Quand finira la semaine

Il y a de ces vers qui continuent à courir par la tête de celui qui n’est même pas poète. Toutes les nuits, à l’insu de son surmoi, l’homme répète en remuant doucement les lèvres, ce même vers qui revient au galop dès qu’il le chasse et qui reste à cheval sur sa mémoire quand il ne le chasse pas.

Quand donc finira la semaine?

Il se le dit et se le redit le jeudi quand il sort les poubelles. Et le samedi lorsque minuit sonne au clocher. Le dimanche matin en enfilant ses chaussettes, il entend sa bouche qui susurre ces mots, toujours les mêmes, qui ramènent ses pensées encore et encore à la même mélopée.

Quand donc finira la semaine?

Le lundi vers six heures, tandis que le soleil descend sur l’asphalte réchauffé, puis le mardi au milieu de la foule à la file devant la caisse du supermarché, il s’impatiente un peu, il sent sa langue se mouiller, et il entend ces mêmes mots gargouiller bas dans son gosier.

Quand donc finira la semaine?

Alors parfois, pour tromper le désespoir, il lève le nez et prononce sans effort à l’adresse des muses la strophe entière que termine ce vers qui l’obsède, et tous les dieux de l’Olympe l’écoutent en souriant, mais aucun n’a pitié de lui.

Je passais au bord de la Seine

Un livre ancien sous le bras

Le fleuve est pareil à ma peine

Il s’écoule et ne tarit pas

Quand donc finira la semaine?

Ces vers, qui sont d’Apollinaire, ne m’appartiennent pas, mais ils me reviennent et me reviennent, et je ne m’en lasse jamais. Le poème s’appelle Marie et je sais que Marie ne nous entend pas, mais je prie pour elle et je pense à Marie, qui ne reviendra pas.

§ **RELEVÉ DE DONNÉES**:
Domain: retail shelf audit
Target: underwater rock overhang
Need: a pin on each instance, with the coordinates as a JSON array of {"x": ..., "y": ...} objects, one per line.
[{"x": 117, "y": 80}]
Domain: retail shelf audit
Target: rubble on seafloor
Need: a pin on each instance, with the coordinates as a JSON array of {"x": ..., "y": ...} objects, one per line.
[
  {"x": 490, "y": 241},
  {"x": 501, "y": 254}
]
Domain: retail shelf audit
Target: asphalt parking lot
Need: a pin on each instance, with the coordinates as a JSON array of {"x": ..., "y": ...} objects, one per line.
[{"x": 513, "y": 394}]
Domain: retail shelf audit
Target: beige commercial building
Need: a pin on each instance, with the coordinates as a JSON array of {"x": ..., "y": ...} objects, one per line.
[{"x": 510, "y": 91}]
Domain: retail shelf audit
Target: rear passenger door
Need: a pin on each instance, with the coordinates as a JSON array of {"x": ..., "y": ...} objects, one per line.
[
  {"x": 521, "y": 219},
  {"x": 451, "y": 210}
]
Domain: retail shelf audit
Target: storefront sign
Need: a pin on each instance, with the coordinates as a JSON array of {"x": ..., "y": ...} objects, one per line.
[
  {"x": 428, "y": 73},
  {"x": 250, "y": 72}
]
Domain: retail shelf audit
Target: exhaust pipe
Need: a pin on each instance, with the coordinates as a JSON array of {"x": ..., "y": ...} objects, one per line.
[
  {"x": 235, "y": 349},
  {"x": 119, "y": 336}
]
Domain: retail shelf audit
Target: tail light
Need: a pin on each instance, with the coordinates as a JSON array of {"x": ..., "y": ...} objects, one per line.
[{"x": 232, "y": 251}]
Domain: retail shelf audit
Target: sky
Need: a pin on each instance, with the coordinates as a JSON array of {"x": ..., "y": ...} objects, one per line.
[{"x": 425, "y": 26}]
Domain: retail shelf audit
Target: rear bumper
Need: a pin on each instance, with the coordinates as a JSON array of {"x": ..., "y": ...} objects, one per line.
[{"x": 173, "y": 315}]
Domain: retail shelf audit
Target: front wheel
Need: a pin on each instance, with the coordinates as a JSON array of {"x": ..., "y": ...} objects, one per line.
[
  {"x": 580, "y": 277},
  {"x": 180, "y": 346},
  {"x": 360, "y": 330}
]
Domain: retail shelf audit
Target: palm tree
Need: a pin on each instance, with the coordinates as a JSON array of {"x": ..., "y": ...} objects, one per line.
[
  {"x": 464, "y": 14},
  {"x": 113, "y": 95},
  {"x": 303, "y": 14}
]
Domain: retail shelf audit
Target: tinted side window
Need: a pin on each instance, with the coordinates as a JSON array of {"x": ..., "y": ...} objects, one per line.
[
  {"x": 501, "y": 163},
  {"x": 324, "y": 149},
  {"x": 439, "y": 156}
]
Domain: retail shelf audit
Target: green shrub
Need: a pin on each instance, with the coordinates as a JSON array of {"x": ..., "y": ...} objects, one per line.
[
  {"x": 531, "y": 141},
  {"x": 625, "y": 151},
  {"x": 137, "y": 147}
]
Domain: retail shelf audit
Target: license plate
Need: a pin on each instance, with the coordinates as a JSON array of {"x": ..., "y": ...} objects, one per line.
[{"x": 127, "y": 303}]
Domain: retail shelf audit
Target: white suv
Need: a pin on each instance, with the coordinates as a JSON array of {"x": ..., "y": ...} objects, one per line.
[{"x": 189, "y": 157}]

==

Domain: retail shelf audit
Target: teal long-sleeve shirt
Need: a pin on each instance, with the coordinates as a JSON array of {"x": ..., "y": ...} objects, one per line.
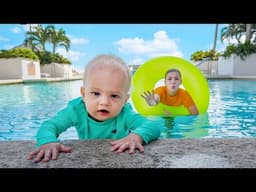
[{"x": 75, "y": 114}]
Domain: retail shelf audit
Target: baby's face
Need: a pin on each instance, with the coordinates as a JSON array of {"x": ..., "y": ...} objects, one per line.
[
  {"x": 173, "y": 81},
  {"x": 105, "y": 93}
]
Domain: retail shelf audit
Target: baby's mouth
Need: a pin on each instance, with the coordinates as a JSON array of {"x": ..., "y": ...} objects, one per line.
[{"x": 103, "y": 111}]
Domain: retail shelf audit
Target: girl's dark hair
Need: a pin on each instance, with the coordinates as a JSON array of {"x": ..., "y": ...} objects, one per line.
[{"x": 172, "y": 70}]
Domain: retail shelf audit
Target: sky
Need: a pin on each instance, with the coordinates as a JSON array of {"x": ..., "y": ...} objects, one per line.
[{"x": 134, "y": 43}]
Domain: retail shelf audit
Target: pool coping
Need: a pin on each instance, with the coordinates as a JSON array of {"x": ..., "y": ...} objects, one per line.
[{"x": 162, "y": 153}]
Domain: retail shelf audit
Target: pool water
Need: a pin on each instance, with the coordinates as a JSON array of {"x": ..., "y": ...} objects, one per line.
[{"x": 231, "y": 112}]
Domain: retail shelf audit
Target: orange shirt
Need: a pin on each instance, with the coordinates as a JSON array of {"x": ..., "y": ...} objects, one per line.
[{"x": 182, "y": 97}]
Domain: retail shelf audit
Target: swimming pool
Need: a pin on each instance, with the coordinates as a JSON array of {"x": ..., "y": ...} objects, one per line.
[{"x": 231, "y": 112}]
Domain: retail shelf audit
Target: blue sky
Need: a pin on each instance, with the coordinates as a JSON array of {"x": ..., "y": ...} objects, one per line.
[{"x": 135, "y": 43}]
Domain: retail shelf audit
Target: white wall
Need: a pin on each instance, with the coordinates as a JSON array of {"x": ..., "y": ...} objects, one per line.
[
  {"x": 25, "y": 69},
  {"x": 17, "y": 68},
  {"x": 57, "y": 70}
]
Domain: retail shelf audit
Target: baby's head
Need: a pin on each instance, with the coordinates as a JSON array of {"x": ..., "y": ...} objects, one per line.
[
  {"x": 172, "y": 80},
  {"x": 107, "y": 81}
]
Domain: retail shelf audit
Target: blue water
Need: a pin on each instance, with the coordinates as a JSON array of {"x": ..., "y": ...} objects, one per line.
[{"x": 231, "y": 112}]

* * *

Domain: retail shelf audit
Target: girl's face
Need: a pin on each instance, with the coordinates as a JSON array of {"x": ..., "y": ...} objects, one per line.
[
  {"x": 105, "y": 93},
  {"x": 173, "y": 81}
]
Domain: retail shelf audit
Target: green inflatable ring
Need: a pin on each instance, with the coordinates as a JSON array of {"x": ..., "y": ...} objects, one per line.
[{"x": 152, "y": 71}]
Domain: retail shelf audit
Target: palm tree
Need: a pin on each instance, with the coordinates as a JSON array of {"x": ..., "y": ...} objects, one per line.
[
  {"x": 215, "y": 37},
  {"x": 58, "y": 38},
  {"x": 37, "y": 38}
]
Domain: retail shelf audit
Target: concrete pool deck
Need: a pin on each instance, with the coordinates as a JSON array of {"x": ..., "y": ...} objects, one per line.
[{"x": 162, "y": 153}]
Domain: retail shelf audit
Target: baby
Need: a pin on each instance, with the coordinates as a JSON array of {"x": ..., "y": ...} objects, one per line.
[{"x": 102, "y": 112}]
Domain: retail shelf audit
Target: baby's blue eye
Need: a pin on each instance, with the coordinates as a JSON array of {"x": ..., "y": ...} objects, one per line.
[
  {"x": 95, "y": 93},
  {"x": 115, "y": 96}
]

§ **CONSIGNE DÉTAILLÉE**: Traduisez en anglais la phrase suivante, tirée de l’extrait choisi sur le vers qui obsède : « Ces vers, qui sont d’Apollinaire, ne m’appartiennent pas, mais ils me reviennent et me reviennent, et je ne m’en lasse jamais. »

§ **RÉPONSE À L’EXERCICE**: These lines, which are Apollinaire's, do not belong to me, but they come back to me again and again, and I never tire of them.